[GIVEN ENTRIES]
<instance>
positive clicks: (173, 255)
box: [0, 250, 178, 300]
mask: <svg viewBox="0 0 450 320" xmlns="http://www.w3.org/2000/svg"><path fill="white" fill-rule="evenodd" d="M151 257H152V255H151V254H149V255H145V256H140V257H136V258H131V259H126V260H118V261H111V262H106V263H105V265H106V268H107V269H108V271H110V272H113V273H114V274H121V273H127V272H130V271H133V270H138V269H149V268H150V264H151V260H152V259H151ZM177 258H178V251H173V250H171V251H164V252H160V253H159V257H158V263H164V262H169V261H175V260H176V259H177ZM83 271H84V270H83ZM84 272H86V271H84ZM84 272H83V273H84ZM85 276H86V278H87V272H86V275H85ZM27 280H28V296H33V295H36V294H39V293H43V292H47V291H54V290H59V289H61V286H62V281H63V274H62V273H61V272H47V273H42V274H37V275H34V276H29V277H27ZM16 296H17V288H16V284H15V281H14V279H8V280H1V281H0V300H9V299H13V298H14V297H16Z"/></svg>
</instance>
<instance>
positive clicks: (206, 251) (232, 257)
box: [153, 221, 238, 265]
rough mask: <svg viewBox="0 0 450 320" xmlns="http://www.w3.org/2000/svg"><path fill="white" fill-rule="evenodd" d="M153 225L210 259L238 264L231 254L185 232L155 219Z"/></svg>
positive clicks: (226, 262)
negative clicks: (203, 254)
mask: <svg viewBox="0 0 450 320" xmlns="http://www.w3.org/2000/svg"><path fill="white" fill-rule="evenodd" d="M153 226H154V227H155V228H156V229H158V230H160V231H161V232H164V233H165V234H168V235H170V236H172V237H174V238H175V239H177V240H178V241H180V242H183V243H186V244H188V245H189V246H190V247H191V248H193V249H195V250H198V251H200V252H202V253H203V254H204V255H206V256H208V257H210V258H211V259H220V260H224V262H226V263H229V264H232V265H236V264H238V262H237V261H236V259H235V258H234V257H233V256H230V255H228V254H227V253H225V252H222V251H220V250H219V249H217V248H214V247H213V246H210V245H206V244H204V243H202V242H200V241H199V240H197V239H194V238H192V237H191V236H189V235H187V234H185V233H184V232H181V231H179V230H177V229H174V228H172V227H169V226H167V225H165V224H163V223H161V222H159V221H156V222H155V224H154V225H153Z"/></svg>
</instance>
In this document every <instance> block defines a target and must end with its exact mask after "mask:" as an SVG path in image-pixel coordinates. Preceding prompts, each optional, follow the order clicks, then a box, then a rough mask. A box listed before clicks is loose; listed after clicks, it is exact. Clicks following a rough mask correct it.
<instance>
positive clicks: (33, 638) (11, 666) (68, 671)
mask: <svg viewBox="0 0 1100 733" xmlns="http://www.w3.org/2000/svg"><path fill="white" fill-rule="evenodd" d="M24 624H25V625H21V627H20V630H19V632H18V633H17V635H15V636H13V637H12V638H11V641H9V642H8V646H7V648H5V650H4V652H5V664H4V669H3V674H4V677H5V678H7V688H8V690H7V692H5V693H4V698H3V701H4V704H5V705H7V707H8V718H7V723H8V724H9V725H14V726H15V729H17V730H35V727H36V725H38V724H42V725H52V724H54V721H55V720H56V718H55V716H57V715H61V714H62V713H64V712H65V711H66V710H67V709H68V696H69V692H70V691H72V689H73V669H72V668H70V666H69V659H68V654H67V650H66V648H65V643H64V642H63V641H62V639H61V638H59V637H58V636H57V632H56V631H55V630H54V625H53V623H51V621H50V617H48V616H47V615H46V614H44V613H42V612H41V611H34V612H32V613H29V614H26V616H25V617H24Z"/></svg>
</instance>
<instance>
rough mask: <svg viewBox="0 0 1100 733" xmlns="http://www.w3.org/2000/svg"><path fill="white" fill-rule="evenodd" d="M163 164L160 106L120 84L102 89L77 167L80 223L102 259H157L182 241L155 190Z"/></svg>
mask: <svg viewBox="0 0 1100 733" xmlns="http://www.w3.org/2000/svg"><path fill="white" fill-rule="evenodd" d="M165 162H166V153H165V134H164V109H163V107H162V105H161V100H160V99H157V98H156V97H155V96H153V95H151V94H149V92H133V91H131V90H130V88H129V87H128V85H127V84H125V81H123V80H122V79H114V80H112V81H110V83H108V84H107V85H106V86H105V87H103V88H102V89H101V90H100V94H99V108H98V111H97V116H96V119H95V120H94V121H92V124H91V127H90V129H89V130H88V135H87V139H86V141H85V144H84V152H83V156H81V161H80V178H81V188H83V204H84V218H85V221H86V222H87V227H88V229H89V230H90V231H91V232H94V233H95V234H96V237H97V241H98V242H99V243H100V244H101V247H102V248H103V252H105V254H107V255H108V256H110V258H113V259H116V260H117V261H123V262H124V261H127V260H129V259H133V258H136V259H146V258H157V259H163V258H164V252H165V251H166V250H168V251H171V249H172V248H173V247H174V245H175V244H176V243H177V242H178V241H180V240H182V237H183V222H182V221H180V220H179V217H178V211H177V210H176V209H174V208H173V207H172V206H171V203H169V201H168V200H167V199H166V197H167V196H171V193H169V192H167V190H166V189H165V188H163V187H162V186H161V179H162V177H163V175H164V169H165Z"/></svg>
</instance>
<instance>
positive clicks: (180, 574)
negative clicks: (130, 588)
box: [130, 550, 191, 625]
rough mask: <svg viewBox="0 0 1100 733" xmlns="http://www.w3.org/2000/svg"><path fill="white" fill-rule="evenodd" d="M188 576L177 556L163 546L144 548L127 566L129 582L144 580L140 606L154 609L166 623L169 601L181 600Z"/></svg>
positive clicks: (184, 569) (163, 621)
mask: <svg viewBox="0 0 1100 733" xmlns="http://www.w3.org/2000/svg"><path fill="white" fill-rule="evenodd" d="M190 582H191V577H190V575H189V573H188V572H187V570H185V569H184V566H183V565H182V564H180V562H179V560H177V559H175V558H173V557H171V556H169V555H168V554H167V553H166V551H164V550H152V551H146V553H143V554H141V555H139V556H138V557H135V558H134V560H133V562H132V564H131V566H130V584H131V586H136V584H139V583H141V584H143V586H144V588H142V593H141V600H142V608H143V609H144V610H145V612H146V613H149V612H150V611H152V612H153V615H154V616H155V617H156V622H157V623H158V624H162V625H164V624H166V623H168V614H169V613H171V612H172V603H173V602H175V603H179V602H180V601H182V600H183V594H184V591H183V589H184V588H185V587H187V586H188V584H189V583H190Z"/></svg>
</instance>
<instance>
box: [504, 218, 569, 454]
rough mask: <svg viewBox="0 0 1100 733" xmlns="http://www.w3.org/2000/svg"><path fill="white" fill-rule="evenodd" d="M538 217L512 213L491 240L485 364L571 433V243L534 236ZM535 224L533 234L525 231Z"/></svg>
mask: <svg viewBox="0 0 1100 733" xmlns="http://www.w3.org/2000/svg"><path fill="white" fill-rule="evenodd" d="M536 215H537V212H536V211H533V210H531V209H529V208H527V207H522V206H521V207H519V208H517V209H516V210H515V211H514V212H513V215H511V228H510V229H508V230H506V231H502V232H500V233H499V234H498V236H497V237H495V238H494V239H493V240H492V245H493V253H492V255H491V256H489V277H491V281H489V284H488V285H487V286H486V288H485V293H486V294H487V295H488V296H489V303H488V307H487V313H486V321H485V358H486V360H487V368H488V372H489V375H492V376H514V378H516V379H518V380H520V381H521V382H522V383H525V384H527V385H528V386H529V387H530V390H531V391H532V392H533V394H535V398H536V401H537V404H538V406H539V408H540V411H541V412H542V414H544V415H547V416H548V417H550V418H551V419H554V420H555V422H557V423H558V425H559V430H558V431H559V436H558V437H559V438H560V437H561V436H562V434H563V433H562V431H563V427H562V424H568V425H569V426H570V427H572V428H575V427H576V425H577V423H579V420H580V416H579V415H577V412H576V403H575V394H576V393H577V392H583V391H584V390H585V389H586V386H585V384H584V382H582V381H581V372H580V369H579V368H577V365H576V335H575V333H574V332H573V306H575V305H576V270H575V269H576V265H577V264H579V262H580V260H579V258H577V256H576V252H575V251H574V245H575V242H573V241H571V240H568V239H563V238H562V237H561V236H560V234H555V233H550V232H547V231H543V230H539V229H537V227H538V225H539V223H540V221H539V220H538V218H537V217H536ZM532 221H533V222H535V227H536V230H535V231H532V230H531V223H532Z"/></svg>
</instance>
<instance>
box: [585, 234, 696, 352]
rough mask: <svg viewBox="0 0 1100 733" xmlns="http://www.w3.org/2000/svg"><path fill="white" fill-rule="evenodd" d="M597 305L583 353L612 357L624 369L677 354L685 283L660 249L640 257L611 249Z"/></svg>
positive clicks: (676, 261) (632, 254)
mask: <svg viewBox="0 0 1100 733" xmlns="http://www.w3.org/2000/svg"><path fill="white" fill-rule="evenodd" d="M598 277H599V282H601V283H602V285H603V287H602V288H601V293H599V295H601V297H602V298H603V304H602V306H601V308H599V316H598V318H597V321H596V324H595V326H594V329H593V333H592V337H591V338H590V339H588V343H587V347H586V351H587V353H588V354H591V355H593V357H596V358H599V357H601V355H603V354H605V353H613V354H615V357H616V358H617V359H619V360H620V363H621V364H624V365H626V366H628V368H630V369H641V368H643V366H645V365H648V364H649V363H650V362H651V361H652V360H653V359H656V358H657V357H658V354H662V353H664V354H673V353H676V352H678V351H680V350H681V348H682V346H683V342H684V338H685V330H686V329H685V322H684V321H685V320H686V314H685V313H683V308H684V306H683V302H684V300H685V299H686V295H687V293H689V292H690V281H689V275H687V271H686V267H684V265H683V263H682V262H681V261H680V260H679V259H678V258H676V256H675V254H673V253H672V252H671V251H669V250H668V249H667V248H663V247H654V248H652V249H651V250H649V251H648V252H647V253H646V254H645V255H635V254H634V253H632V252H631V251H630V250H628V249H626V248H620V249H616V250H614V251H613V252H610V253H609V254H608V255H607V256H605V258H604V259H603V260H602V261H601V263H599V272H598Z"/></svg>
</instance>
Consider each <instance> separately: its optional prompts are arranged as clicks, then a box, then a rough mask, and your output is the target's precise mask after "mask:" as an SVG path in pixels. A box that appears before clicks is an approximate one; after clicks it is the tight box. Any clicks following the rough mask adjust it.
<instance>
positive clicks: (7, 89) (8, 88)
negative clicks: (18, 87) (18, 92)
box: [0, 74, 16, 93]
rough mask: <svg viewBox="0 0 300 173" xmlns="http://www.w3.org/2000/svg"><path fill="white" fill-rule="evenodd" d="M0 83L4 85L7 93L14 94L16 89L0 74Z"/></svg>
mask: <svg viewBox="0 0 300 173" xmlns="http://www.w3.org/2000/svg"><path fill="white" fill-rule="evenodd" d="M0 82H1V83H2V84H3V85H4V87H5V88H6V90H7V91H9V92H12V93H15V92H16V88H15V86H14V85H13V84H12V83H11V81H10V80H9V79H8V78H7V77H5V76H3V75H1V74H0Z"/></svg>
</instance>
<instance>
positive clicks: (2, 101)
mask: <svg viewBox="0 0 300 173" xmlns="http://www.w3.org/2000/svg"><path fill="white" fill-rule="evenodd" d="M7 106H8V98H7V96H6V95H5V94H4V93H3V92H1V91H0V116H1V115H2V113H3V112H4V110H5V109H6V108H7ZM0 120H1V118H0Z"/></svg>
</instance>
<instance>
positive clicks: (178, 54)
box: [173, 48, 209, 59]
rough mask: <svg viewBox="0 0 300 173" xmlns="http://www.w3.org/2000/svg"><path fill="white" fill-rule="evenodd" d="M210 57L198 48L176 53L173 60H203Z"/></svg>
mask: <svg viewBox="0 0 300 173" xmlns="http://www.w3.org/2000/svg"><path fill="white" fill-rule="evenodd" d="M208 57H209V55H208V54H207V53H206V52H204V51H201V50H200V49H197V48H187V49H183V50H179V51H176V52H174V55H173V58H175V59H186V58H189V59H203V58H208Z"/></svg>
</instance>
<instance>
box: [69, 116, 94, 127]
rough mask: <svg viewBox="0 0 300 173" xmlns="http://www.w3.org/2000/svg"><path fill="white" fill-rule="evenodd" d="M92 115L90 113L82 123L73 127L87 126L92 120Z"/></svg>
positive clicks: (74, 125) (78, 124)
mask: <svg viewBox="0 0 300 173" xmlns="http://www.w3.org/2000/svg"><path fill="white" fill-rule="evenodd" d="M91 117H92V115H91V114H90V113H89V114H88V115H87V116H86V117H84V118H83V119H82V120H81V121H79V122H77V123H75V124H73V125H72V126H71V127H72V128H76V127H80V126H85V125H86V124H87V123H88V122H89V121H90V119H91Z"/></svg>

[WHAT THE TASK ASKS] Using the entries above, give again exactly the lines from the line holding "positive clicks: (180, 574)" through the line holding "box: [130, 550, 191, 625]". Include both end lines and nothing else.

[ANSWER SPACE]
positive clicks: (180, 574)
negative clicks: (130, 588)
box: [130, 550, 191, 625]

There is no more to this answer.